Would you write out every entry exactly, but without the pictures?

(Natural language region descriptions)

******

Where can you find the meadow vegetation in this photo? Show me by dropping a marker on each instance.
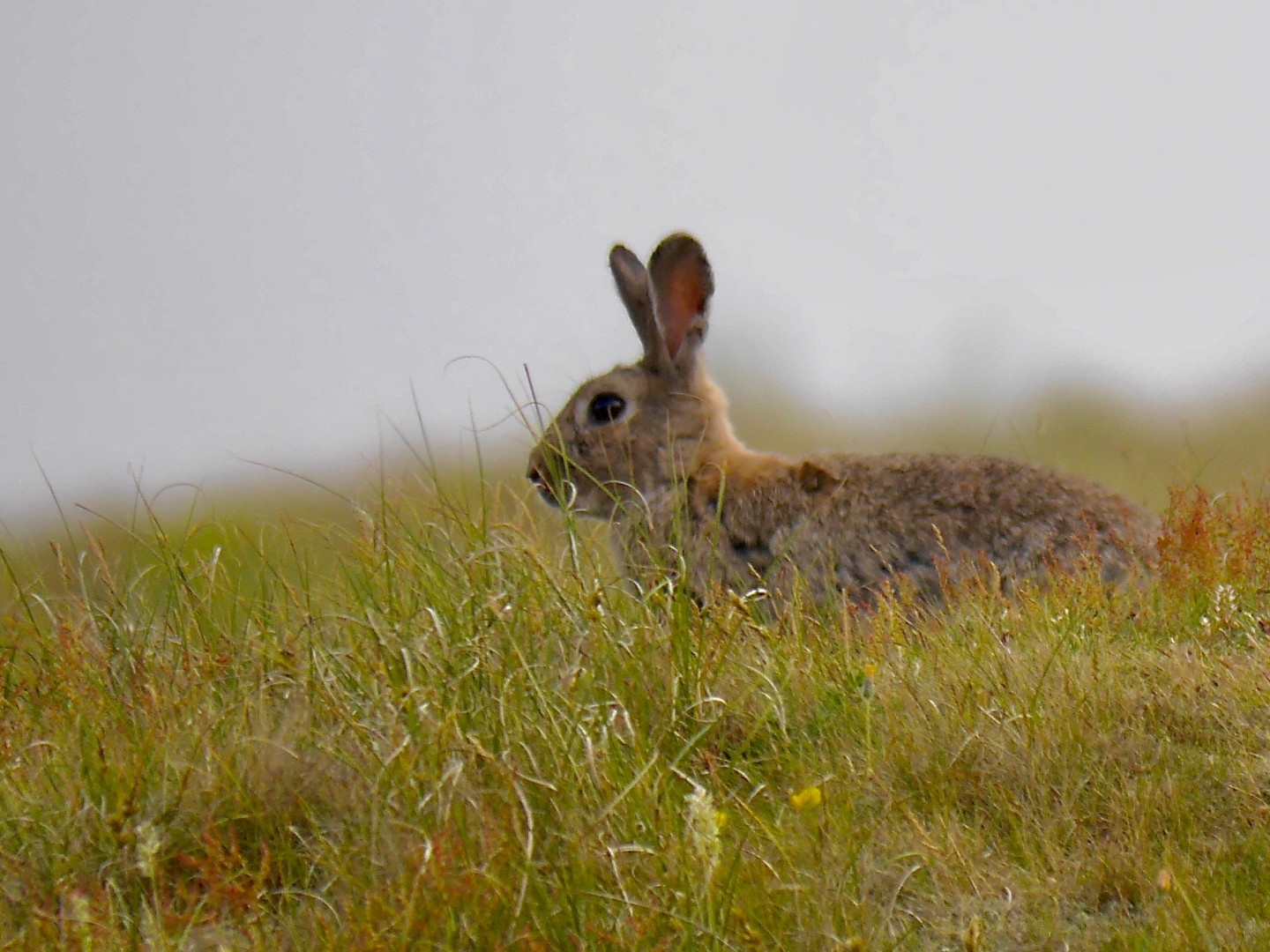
(442, 724)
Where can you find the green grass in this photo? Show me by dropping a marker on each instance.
(449, 727)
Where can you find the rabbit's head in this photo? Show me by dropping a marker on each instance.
(640, 428)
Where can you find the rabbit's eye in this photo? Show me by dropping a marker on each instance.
(606, 407)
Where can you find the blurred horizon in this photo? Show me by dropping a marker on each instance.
(273, 233)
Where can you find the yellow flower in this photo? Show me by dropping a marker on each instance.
(805, 799)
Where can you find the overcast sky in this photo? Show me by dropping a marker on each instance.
(244, 230)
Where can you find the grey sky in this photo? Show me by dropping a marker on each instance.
(244, 230)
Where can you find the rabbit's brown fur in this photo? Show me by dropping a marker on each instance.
(649, 447)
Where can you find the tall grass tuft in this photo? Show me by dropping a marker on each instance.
(450, 726)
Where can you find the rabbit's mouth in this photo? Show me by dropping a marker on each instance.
(559, 498)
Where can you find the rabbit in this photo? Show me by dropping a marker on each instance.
(649, 447)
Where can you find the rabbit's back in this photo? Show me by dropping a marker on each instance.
(851, 524)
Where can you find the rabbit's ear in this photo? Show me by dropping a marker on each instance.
(683, 285)
(631, 282)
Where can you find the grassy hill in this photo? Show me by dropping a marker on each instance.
(435, 721)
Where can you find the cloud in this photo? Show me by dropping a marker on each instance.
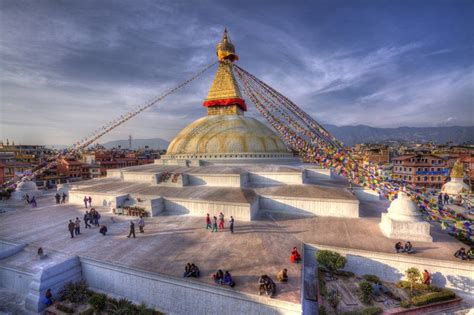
(69, 67)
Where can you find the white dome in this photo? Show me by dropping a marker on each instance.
(26, 186)
(404, 209)
(455, 186)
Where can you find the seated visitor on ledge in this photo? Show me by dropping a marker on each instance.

******

§ Solution for this problem:
Where can you find the meadow vegetation in this photo? Show me by dropping a marker on each instance.
(442, 724)
Where can you find the green grass in this photo? Show me by dropping a marker on each instance.
(449, 727)
Where can you find the rabbit's head in this photo? Show me by dropping a marker on each instance.
(640, 428)
Where can you find the rabbit's eye in this photo? Show me by dropping a marker on each instance.
(606, 407)
Where can you find the blurred horizon in this photo? Show me by dropping a marker on each instance.
(273, 233)
Where can you find the yellow flower in this photo? Show me by dropping a marker on each instance.
(805, 799)
Where can you find the overcast sky in this photo? Show me by dropping a marker on each instance.
(244, 230)
Where can you find the grey sky in this photo? Show me by dropping a marker on each instance.
(244, 230)
Where can you find the rabbit's brown fur in this photo? Show me by dropping a marker on each instance.
(649, 447)
Where can you find the tall grass tuft in this photo? Show me by dropping a marker on each instance.
(450, 726)
Where can you find the rabbit's mouth in this photo? Show me by dropping a marker on each instance.
(559, 498)
Where can you find the rabbit in this photo? Show me by dropping a marker on each instance.
(649, 447)
Where can you find the rabbit's back in this photo? Show me by dropping a marker on each instance.
(851, 524)
Where can you find the rabbit's ear in this photo? Show me by dropping a marker on each instance.
(683, 285)
(631, 282)
Where can you find the grassy hill in this photo? Show me by dropping a marker on each instance.
(435, 721)
Where can you find the cloud in this photo? Show me by dropping a marker on each instance.
(69, 67)
Where can you find the white dome in this photo? Show me by dropping a marker on each instance.
(26, 186)
(404, 209)
(455, 186)
Where can you find the seated visitor on ledge in this photo? Show me by dropping a marker on each instance.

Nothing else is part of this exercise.